**原文抜粋**
┌──

加給年金額は、同項に規定する配偶者については224,700円改定率を乗じて得た額(その額に50円未満の端数が生じたときは、これを切り捨て、50円以上100円未満の端数が生じたときは、これを100円に切り上げるものとする。)とし、同項に規定する子については1人につき74,900円に改定率を乗じて得た額(そのうち2人までについては、それぞれ224,700円に改定率を乗じて得た額とし、それらの額に50円未満の端数が生じたときは、これを切り捨て、50円以上100円未満の端数が生じたときは、これを100円に切り上げるものとする。)とする(44条2項)。

受給権者がその権利を取得した当時胎児であった子が出生したときは、その子は、受給権者がその権利を取得した当時その者によって生計を維持していた子とみなしその出生の月の翌月から、年金の額を改定する(44条3項)。

加給年金額の額の計算は、障害基礎年金のときと同じように考えることができます。もちろん、障害基礎年金には配偶者の加算はなかった点は注意しましょう。配偶者が出てくるのは、遺族基礎年金です。

その額が加算された老齢厚生年金については、配偶者又は子が次の各号のいずれかに該当するに至ったときは、その者に係る加給年金額を加算しないものとし、次の各号のいずれかに該当するに至った月の翌月から、年金の額を改定する(44条4項)。

① 死亡したとき。
② 受給権者による生計維持の状態がやんだとき。
③ 配偶者が、離婚又は婚姻の取消しをしたとき。

└──

**提示情報**
┌──

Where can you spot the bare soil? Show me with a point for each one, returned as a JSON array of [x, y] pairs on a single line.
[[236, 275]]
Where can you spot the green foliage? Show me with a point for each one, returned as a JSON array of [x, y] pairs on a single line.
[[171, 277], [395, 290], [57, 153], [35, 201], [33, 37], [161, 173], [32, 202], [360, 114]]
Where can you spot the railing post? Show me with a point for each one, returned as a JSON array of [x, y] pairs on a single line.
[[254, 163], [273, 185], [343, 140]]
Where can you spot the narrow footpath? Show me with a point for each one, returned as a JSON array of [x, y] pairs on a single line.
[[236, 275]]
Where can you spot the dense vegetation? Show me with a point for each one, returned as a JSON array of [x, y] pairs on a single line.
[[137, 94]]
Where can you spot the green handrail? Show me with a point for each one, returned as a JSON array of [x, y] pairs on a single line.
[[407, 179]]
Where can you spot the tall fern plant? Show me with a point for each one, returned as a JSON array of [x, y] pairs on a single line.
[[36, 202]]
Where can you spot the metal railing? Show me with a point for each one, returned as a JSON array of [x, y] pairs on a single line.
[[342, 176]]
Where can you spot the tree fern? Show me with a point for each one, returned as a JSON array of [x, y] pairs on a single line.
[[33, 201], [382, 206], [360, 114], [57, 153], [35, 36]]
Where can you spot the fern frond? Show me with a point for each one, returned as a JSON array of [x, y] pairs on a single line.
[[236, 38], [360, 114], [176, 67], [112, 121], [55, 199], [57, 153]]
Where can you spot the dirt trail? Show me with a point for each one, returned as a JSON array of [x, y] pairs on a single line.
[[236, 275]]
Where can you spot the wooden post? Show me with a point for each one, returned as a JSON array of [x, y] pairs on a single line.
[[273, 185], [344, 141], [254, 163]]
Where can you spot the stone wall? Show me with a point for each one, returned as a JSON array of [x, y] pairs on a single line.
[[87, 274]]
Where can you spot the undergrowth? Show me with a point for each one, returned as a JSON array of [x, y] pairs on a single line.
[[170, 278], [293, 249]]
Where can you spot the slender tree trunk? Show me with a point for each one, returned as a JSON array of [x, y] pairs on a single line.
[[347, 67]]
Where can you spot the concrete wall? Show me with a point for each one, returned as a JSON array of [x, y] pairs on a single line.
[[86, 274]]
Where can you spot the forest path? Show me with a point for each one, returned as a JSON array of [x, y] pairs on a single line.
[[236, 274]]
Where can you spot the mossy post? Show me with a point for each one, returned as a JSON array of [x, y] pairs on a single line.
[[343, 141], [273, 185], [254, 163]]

└──

**課題**
加給年金の抜粋から、「加給年金額は、同項に規定する」から「額を改定する(44条3項)。」までの部分を一字も変えずに抜き出すこと。 資料は加給年金の抜粋とは別のものである。

**解答**
加給年金額は、同項に規定する配偶者については224,700円改定率を乗じて得た額(その額に50円未満の端数が生じたときは、これを切り捨て、50円以上100円未満の端数が生じたときは、これを100円に切り上げるものとする。)とし、同項に規定する子については1人につき74,900円に改定率を乗じて得た額(そのうち2人までについては、それぞれ224,700円に改定率を乗じて得た額とし、それらの額に50円未満の端数が生じたときは、これを切り捨て、50円以上100円未満の端数が生じたときは、これを100円に切り上げるものとする。)とする(44条2項)。

受給権者がその権利を取得した当時胎児であった子が出生したときは、その子は、受給権者がその権利を取得した当時その者によって生計を維持していた子とみなしその出生の月の翌月から、年金の額を改定する(44条3項)。